Text for analysis >>
_ _ _ _

Oyster Point Pharma says two separate Phase 2b clinical trials evaluating the company’s novel therapies for the treatment of Dry Eye Disease (DED) have demonstrated improvement in Schirmer’s score and multiple measures of eye dryness symptoms.
“The results announced today demonstrate the potential clinical benefits of the innovative therapeutics Oyster Point Pharma is developing,” said ophthalmology professor, Dr Edward Holland, who is on Oyster Point Pharma’s medical advisory board. “There is a significant need for a novel treatment approach for DED. A therapeutic that can help patients to produce their own natural tear film has the potential to benefit a broad population of patients with DED.”
The ONSET study was a dose-ranging, randomised, double-masked, vehicle-controlled Phase 2b clinical trial that evaluated the safety and efficacy of OC-01 in 182 subjects with DED in the United States, which compared three different doses of OC-01 nasal spray to vehicle control nasal spray. Results showed a statistically significant improvement in Schirmer’s score at day 28 in all three doses compared to control. Results indicated:
- 0.2% dose had a mean change in Schirmer’s score of 11.4 mm (p<0.001 vs. control);
- 0.1% dose had a mean change in Schirmer’s score of 11.8 mm (p<0.001 vs. control);
- 0.02% dose had a mean change in Schirmer’s score of 10.0 mm (p<0.001 vs. control).

_ _ _ _

The data >>
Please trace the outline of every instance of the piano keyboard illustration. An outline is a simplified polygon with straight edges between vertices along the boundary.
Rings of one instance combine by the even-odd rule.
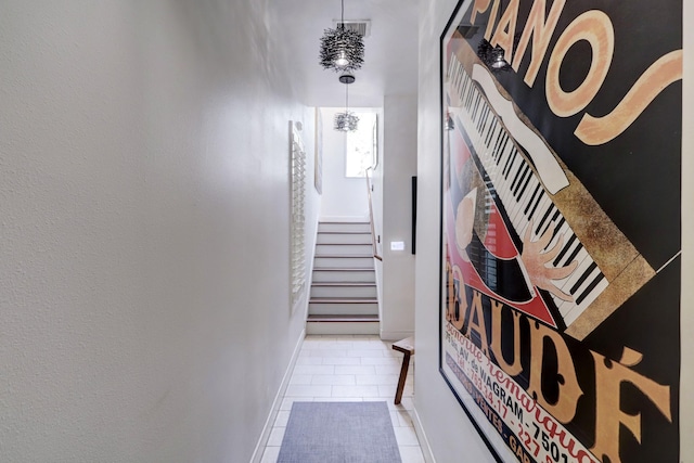
[[[562,236],[564,241],[551,265],[561,268],[578,261],[570,275],[553,281],[573,300],[565,301],[551,295],[564,323],[569,326],[609,283],[552,201],[502,119],[457,59],[448,69],[448,82],[451,97],[458,97],[458,102],[451,104],[449,111],[462,123],[461,129],[474,149],[471,152],[477,156],[488,177],[487,188],[505,209],[520,240],[530,224],[532,241],[554,224],[552,240],[544,252],[553,248]]]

_ _ _ _

Explore the material >>
- a) In the Oyster Point Pharma text, how many subjects did the ONSET study enroll?
- b) Translate this sentence from the Oyster Point Pharma text into Spanish: "There is a significant need for a novel treatment approach for DED."
- c) From the Oyster Point Pharma text, set down word for word the passage starting with "Oyster Point Pharma says" and going on through "eye dryness symptoms.".

Responses for each task >>
- a) 182 subjects with DED in the United States.

- b) Existe una necesidad significativa de un nuevo enfoque de tratamiento para la DED.

- c)
Oyster Point Pharma says two separate Phase 2b clinical trials evaluating the company’s novel therapies for the treatment of Dry Eye Disease (DED) have demonstrated improvement in Schirmer’s score and multiple measures of eye dryness symptoms.